**Instructions**
[A] From the sports briefs below, set down the passage starting with "Sampras left the" and going on through "the Queen's Club.".
[B] Answer these from the sports briefs below:
(i) By what set scores did Sampras win his match?
(ii) In what month did Lindsay Davenport have surgery on her right knee?
(iii) In what year did Steve Lewis join Pitt as an assistant?
[C] Translate this sentence from the sports briefs below into Spanish: "Sampras left the court to loud cheers from the 3,000 spectators, and that buoyed his confidence as his favorite tournament approaches."

**Reading passage**
== Segment start ==
Sampras — formerly No. 1 in the world but now No. 26 in the ATP champion's race — did not have it easy against his Russian opponent Tuesday, looking shaky in his first set on grass this year. But he came back and won 4-6, 6-4, 6-3.

"It's always nice to play a close one," Sampras said. "I thought he played well, came out swinging and broke my serve right away."

Sampras left the court to loud cheers from the 3,000 spectators, and that buoyed his confidence as his favorite tournament approaches.

"I feel like I'm one of the guys to beat," he said "I'm just looking for that first title to turn it around and Wimbledon is one of the places I turn it around."

Sampras wasn't the only player to choose the 10-year-old German tournament over the more traditional Wimbledon tuneup at the Queen's Club.

Swiss player Roger Federer, Australian Open champion Thomas Johansson and Yevgeny Kafelnikov are also competing in the German event this year.

  • Former champion Lindsay Davenport withdrew from Wimbledon after failing to fully recover from knee surgery. Davenport, who won in 1999, had surgery on her right knee in January and has missed the Australian Open and French Open, causing her to drop from No. 1 to No. 6 in the WTA world rankings.

    COLLEGE FOOTBALL

  • Washington & Jefferson, which split two games in the NCAA Division III playoffs last season, announced a 10-game regular-season schedule for next season. The Presidents, who defeated Western Maryland, 24-21, and lost to Widener, 46-30, in the postseason, will open Sept. 1 at Ursinus. Their home opener is Sept. 8 against Allegheny.

    TRACK AND FIELD

  • Pitt announced it will not renew the contract of longtime coach Steve Lewis, who recently completed his 20th season with the Panthers. Lewis joined Pitt as an assistant in 1982. He was named women's coach in 1985 and added the role of men's coach in 1994.
== Segment end ==
**Material supplied**
== Segment start ==
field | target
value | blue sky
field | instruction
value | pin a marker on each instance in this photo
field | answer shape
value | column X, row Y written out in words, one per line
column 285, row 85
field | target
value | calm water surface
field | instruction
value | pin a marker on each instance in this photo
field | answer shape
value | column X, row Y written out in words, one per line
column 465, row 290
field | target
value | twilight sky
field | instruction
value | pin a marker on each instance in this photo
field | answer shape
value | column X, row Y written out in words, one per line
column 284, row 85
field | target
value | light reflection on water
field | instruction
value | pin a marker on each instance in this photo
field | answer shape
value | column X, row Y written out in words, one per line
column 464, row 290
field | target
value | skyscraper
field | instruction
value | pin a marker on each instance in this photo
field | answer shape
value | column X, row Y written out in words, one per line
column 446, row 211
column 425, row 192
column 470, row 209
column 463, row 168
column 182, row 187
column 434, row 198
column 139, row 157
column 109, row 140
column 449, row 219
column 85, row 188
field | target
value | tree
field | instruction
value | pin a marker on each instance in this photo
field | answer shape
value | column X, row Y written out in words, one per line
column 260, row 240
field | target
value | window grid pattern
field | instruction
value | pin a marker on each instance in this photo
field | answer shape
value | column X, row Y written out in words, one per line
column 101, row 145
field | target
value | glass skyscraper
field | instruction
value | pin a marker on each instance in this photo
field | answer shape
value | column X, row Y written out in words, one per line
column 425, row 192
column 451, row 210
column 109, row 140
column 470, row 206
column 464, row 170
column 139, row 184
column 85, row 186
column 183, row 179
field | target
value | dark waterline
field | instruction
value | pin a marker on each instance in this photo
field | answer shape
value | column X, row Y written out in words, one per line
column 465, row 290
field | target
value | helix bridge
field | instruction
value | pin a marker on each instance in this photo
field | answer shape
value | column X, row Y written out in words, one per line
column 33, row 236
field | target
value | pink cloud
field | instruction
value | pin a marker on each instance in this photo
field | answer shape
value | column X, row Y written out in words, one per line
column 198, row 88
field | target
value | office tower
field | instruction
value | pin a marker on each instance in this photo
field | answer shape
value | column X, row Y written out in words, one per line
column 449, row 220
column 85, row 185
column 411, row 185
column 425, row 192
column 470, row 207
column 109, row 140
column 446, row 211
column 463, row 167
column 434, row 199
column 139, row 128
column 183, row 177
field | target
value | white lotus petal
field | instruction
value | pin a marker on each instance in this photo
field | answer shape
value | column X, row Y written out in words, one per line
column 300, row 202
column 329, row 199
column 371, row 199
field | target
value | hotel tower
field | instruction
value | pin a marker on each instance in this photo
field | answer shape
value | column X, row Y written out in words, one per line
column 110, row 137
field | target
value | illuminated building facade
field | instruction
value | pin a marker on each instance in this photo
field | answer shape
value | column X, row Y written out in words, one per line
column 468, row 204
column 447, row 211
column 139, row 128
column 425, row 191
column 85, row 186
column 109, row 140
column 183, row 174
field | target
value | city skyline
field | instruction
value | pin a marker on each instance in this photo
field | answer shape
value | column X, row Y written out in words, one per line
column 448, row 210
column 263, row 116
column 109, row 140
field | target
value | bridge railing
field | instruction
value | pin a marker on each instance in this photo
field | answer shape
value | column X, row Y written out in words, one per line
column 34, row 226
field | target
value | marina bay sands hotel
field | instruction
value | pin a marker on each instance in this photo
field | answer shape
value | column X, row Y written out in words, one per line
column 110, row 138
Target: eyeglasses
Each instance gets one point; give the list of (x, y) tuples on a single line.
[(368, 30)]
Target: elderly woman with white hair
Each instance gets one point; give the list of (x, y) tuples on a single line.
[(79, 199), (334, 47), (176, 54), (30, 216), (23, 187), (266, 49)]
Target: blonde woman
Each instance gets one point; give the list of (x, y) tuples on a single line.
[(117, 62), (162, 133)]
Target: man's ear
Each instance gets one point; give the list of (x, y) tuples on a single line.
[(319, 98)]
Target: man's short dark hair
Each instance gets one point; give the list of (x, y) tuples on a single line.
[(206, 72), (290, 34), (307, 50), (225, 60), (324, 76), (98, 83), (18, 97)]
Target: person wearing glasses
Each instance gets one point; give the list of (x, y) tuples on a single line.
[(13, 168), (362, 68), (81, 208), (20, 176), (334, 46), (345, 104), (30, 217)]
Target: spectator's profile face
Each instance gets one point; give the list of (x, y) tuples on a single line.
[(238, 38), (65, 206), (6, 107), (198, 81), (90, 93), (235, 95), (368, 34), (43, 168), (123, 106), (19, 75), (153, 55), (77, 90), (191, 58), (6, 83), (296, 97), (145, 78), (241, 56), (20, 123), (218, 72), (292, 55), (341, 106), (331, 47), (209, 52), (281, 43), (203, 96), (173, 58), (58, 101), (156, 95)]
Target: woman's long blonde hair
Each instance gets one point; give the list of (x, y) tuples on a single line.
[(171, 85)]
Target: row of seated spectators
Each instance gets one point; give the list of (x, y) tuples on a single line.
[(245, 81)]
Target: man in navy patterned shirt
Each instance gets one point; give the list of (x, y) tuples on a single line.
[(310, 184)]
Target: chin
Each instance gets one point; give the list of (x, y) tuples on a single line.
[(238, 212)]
== Segment end ==
== Segment start ==
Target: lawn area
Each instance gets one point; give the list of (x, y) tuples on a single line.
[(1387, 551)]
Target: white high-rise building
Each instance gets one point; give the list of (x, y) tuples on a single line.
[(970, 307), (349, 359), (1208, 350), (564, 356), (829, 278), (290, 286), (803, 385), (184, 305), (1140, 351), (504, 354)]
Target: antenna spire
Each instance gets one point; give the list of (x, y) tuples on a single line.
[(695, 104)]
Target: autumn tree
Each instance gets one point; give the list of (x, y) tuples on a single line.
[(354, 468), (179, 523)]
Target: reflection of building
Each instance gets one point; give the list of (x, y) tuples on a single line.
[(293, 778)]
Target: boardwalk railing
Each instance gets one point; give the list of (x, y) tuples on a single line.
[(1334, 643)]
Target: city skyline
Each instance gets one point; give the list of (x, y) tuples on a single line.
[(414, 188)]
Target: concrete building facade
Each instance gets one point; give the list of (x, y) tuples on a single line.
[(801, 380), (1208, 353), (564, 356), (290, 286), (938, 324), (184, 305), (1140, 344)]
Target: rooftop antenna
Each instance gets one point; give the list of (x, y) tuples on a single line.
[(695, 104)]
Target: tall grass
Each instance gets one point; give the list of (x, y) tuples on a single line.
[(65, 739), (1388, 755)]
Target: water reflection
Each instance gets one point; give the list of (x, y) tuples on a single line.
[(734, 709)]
== Segment end ==
**Task-by-task outputs**
[A]
Sampras left the court to loud cheers from the 3,000 spectators, and that buoyed his confidence as his favorite tournament approaches.

"I feel like I'm one of the guys to beat," he said "I'm just looking for that first title to turn it around and Wimbledon is one of the places I turn it around."

Sampras wasn't the only player to choose the 10-year-old German tournament over the more traditional Wimbledon tuneup at the Queen's Club.

[B]
(i) 4-6, 6-4, 6-3
(ii) January
(iii) 1982

[C] Sampras abandonó la pista entre fuertes aclamaciones de los 3.000 espectadores, y eso reforzó su confianza a medida que se acerca su torneo favorito.